#### [Task to complete]
Return every line of the records below verbatim, with no pictures in the copy.

#### [Input rows]
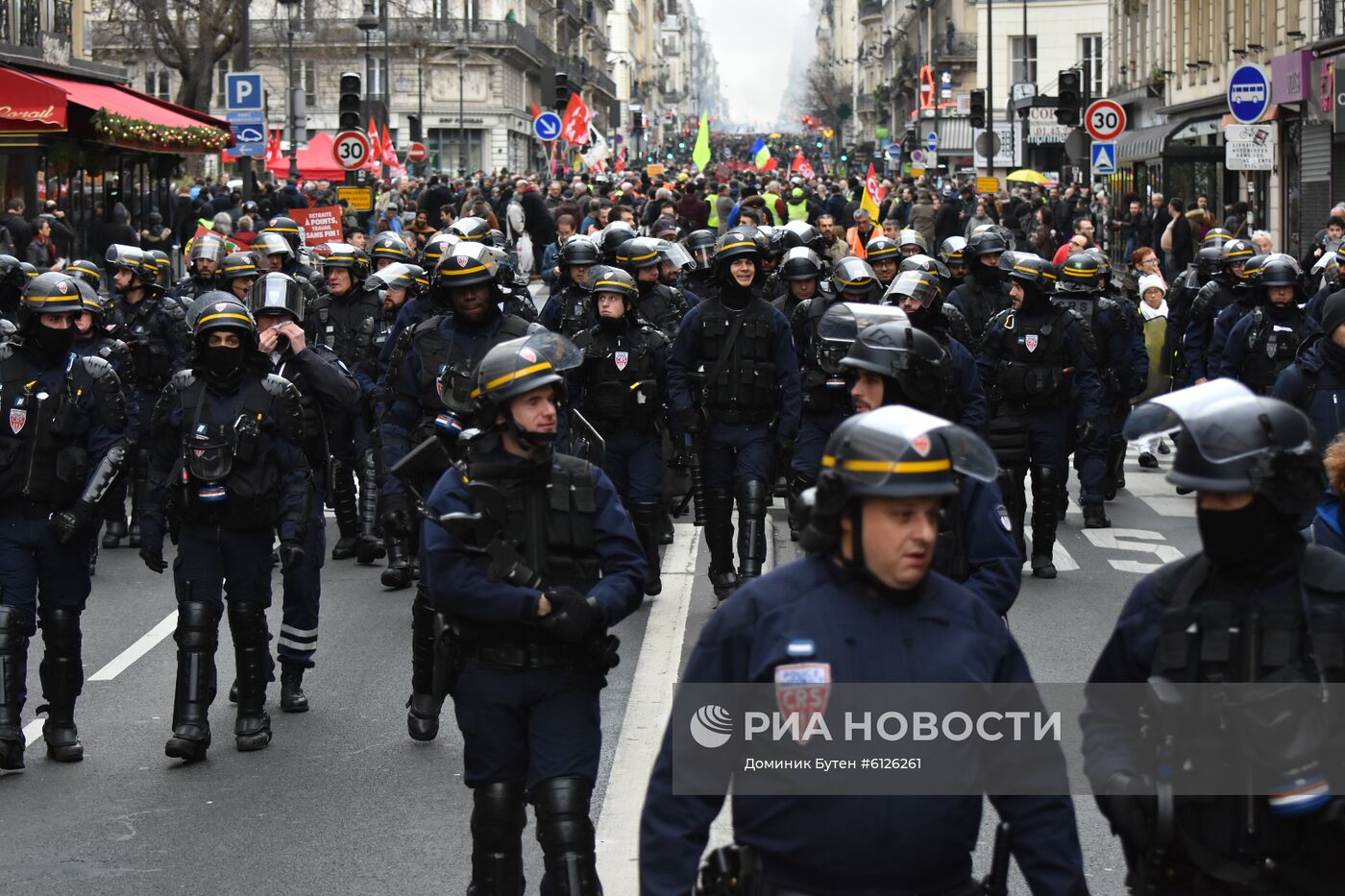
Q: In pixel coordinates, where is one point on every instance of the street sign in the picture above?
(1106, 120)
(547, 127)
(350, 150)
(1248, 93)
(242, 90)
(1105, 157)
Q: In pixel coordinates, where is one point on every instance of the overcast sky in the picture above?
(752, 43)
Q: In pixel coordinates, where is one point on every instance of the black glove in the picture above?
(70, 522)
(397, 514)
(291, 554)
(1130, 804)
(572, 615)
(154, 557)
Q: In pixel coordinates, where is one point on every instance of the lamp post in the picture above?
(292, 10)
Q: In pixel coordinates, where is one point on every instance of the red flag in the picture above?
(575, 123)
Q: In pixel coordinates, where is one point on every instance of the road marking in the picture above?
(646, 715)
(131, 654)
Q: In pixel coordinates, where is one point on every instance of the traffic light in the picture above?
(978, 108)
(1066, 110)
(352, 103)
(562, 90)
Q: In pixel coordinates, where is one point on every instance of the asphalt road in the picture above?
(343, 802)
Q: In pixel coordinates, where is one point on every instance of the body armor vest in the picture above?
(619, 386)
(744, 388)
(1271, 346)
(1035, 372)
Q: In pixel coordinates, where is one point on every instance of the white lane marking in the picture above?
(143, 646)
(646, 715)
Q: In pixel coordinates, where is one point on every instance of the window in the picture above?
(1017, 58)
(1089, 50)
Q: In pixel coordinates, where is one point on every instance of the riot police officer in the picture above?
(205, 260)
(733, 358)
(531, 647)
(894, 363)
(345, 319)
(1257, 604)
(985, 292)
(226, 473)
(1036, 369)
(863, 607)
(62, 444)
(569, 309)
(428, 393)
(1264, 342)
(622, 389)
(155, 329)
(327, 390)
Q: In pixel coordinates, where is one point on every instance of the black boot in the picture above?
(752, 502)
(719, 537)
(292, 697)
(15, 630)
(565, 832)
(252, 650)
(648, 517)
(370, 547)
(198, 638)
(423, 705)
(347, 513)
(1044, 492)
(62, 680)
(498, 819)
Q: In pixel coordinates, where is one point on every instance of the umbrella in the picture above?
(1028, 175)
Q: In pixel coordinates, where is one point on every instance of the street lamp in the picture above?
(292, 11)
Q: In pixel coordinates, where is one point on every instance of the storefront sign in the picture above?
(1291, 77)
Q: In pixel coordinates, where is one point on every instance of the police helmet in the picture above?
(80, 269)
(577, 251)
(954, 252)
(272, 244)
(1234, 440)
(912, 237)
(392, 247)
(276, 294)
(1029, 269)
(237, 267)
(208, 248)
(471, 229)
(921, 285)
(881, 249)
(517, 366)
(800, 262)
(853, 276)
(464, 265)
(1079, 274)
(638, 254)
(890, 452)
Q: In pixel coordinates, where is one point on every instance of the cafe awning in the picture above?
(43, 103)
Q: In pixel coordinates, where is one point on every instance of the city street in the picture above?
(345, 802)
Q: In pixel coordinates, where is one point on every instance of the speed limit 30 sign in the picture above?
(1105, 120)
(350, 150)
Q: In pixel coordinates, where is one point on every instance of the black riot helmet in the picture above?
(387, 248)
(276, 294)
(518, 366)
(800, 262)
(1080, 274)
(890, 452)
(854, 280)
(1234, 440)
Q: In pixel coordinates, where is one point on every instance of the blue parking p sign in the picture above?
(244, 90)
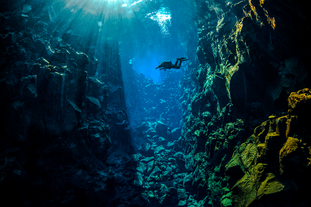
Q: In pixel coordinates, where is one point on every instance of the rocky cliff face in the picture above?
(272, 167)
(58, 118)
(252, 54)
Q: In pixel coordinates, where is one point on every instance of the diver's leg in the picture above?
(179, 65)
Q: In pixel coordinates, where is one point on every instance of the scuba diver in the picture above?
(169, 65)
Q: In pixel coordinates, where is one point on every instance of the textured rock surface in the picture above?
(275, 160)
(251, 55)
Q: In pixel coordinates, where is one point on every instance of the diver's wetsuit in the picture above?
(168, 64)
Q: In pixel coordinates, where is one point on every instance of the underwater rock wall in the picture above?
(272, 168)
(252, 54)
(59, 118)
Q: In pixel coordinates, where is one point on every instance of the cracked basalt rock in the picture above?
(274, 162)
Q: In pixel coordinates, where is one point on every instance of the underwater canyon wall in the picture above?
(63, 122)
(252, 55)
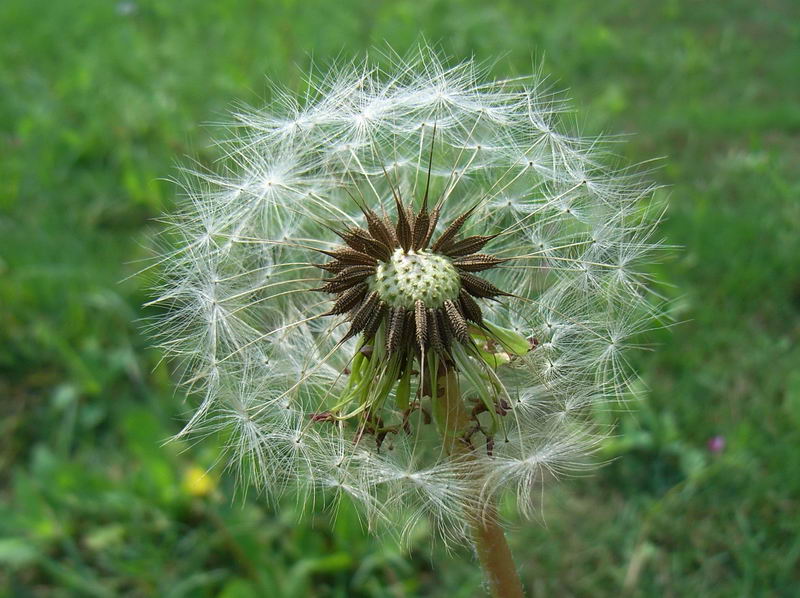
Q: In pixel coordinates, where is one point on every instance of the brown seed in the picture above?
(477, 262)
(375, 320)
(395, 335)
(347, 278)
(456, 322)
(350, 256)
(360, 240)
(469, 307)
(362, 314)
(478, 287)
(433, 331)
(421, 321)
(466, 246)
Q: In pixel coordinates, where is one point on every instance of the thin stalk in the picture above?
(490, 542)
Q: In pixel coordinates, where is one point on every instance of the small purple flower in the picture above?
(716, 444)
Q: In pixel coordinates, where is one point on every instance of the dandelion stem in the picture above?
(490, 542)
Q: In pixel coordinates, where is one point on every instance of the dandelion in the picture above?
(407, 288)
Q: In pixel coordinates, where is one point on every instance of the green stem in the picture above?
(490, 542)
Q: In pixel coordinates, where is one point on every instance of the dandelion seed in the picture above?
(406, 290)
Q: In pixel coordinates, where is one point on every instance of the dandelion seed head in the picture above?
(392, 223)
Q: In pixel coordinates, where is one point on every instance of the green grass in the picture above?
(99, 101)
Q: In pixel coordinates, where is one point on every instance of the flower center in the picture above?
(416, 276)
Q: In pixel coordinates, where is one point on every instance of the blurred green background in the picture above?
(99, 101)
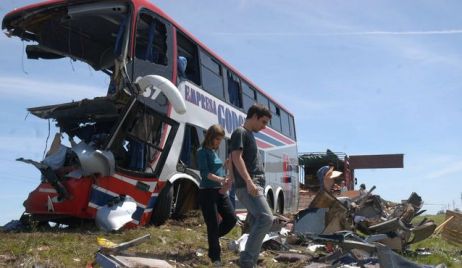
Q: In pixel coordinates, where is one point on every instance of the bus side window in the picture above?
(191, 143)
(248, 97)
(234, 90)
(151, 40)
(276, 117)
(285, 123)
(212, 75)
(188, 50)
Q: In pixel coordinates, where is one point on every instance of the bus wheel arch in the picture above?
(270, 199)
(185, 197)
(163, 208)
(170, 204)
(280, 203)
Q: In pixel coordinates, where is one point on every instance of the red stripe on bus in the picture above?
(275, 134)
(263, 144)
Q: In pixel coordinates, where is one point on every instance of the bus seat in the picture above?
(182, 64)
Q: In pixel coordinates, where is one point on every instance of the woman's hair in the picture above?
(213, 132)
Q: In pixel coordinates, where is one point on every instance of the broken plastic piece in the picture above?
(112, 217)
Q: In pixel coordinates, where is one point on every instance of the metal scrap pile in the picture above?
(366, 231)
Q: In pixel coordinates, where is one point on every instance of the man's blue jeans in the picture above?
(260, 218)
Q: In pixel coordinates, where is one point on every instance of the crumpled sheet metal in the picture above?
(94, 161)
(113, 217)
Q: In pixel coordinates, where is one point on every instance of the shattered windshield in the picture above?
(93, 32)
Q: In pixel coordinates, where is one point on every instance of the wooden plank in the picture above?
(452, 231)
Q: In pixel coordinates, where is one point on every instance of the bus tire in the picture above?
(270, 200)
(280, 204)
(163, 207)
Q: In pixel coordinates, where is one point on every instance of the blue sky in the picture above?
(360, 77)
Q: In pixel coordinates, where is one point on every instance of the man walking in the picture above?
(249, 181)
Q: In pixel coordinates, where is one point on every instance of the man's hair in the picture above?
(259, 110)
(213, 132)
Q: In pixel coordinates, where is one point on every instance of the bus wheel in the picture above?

#### [Output below]
Q: In pixel coordinates, where is one point on every instance of the street sign in the picture above?
(1106, 120)
(547, 127)
(350, 150)
(1248, 93)
(242, 90)
(1105, 157)
Q: In pixel coordinates, where is one point on every instance of the overcast sky in the picture above?
(752, 43)
Q: In pixel coordinates, where is one point on every instance of the black glove in the picture above?
(70, 522)
(397, 514)
(291, 554)
(1130, 804)
(572, 615)
(154, 557)
Q: In pixel coordinates, where is one point on every instance of the lamp post in the picture above?
(292, 10)
Q: In pixel coordinates, where is one point on every instance of the red flag in the picture above?
(575, 123)
Q: In pixel coordinates, where is one point on every instance of the road marking in the picture above?
(646, 715)
(131, 654)
Q: In pixel coordinates, where is one point on every instance of the traffic light in the picture above?
(978, 108)
(1066, 110)
(352, 103)
(562, 90)
Q: In pixel coordinates, where is one point on every instance of the asphalt road in the picture above?
(343, 802)
Q: In pixel coordinates, where is one point on every instance of the body armor vest in the picture above?
(619, 386)
(744, 388)
(1271, 346)
(1035, 372)
Q: In pixel coordinates, where is one point on every instance of the white lane marking in the picture above?
(143, 646)
(646, 715)
Q: In pixel coordinates, where is one point on every instance of the window in the picture above?
(1017, 58)
(1089, 50)
Q: In pixel coordinates, where is one point on every instance of the riot police officer in the picture above?
(205, 260)
(733, 358)
(531, 647)
(894, 363)
(345, 319)
(1257, 604)
(985, 292)
(226, 473)
(1036, 369)
(863, 607)
(62, 444)
(569, 309)
(428, 393)
(1264, 342)
(622, 389)
(155, 329)
(327, 390)
Q: In pixel coordinates, where is one point on every instance of the black boot in the picture above?
(752, 502)
(719, 537)
(292, 697)
(15, 630)
(565, 832)
(252, 650)
(648, 517)
(370, 547)
(198, 638)
(423, 705)
(347, 513)
(1044, 492)
(62, 680)
(498, 819)
Q: In pixel coordinates, where is one point on every instance of the umbrella in the picture above?
(1028, 175)
Q: In pixel coordinates, where is one point on every instance of the street lamp in the picture above?
(292, 11)
Q: In pixel coordinates, where is one point on every instance of the storefront sign in the picture above?
(1291, 77)
Q: In pixel coordinates, where is one point on every instance of the police helmet in the picture above?
(80, 269)
(577, 251)
(954, 252)
(272, 244)
(1234, 440)
(912, 237)
(392, 247)
(276, 294)
(1029, 269)
(237, 267)
(208, 248)
(471, 229)
(921, 285)
(881, 249)
(517, 366)
(800, 262)
(853, 276)
(464, 265)
(1079, 274)
(638, 254)
(890, 452)
Q: In pixel coordinates, where is one point on every instance of the cafe awning in the picture above?
(43, 103)
Q: In pixel coordinates, where is one point on every instance of the city street in the picture above?
(345, 802)
Q: In pixel coordinates, where is one point on every instance of the speed limit 30 sign in the picture above?
(1105, 120)
(350, 150)
Q: In pixel coordinates, where is one point on every instance of the black riot helmet in the picture above?
(387, 248)
(276, 294)
(518, 366)
(800, 262)
(1080, 274)
(890, 452)
(854, 280)
(1234, 440)
Q: In pixel coordinates, where is one point on every instance of the blue parking p sign in the picture above?
(244, 90)
Q: In pixel coordinates, where is one point on every instance of the rocky cliff face in the picture above?
(272, 167)
(58, 118)
(252, 54)
Q: In pixel coordinates, where is one point on every instance of the diver's leg in the picture above?
(179, 65)
Q: In pixel coordinates, where is one point on every instance of the scuba diver in the picture above?
(169, 65)
Q: In pixel coordinates, where is one point on every instance of the textured rock surface in the picture above?
(275, 160)
(251, 55)
Q: In pixel coordinates, where is one point on every instance of the diver's wetsuit in the picture above?
(168, 64)
Q: In pixel coordinates, where is one point on every instance of the underwater rock wall in the picture above?
(272, 168)
(252, 54)
(59, 118)
Q: In pixel coordinates, where is one point on every instance of the cracked basalt rock in the picture above?
(274, 162)
Q: In pixel coordinates, where is one point on every instance of the underwater canyon wall in the picture above?
(63, 122)
(252, 55)
Q: In pixel coordinates, where is one point on every instance of the brown seed in the picture above?
(477, 262)
(375, 320)
(395, 335)
(347, 278)
(456, 322)
(350, 256)
(360, 240)
(469, 307)
(362, 314)
(478, 287)
(433, 331)
(421, 321)
(466, 246)
Q: In pixel coordinates, where is one point on every instance of the thin stalk in the picture above?
(490, 542)
Q: In pixel coordinates, where is one point on every instance of the small purple flower in the picture above?
(716, 444)
Q: In pixel coordinates, where is one point on every instance of the dandelion stem in the picture above?
(490, 542)
Q: In pixel coordinates, where is one point on every instance of the dandelion in the picture above?
(407, 288)
Q: In pixel coordinates, where is one point on every instance of the green stem in the picture above?
(490, 542)
Q: In pixel coordinates, where is one point on every instance of the dandelion seed in the picture above?
(406, 290)
Q: In pixel coordinates, where is one point on every instance of the dandelion seed head in the picture above?
(392, 223)
Q: In pixel coordinates, where is one point on every instance of the green grass in the picture above?
(99, 101)
Q: In pixel coordinates, where is one point on every instance of the flower center in the picture above?
(416, 276)
Q: In pixel coordinates, where is one point on every instance of the blurred green background in the picture above?
(99, 101)
Q: In pixel coordinates, where is one point on every instance of the bus side window in the picture above?
(191, 143)
(248, 97)
(234, 90)
(151, 40)
(276, 117)
(285, 123)
(212, 75)
(188, 50)
Q: In pixel coordinates, where is one point on every instance of the bus wheel arch in the picture above?
(270, 199)
(185, 197)
(163, 208)
(170, 204)
(280, 203)
Q: In pixel coordinates, where is one point on every instance of the red stripe on bus in the picture above?
(275, 134)
(263, 144)
Q: In pixel coordinates, where is one point on every instance of the bus seat in the picture above?
(182, 64)
Q: In pixel coordinates, where is one point on every instance of the woman's hair in the picture above?
(213, 132)
Q: In pixel coordinates, where is one point on every instance of the broken plastic piece in the picture above?
(112, 217)
Q: In pixel coordinates, where is one point on every instance of the metal scrap pile in the picture above?
(366, 231)
Q: In pixel coordinates, where is one point on every instance of the man's blue jeans in the picture above?
(260, 218)
Q: In pixel coordinates, where is one point on every instance of the crumpled sheet metal in the picture above?
(94, 161)
(113, 217)
Q: In pixel coordinates, where is one point on every instance of the shattered windshield in the picture above?
(93, 32)
Q: In pixel coordinates, where is one point on every instance of the wooden plank in the picture above?
(452, 231)
Q: In pixel coordinates, where is one point on every instance of the bus tire in the picture above?
(270, 200)
(280, 204)
(163, 207)
Q: In pixel coordinates, where is one point on every instance of the blue sky in the picture above?
(360, 77)
Q: In pixel coordinates, where is one point on every instance of the man walking in the picture above?
(249, 181)
Q: In pixel coordinates, where is one point on every instance of the man's hair in the picture above?
(259, 110)
(213, 132)
Q: In pixel coordinates, where is one point on every instance of the bus wheel in the picture above?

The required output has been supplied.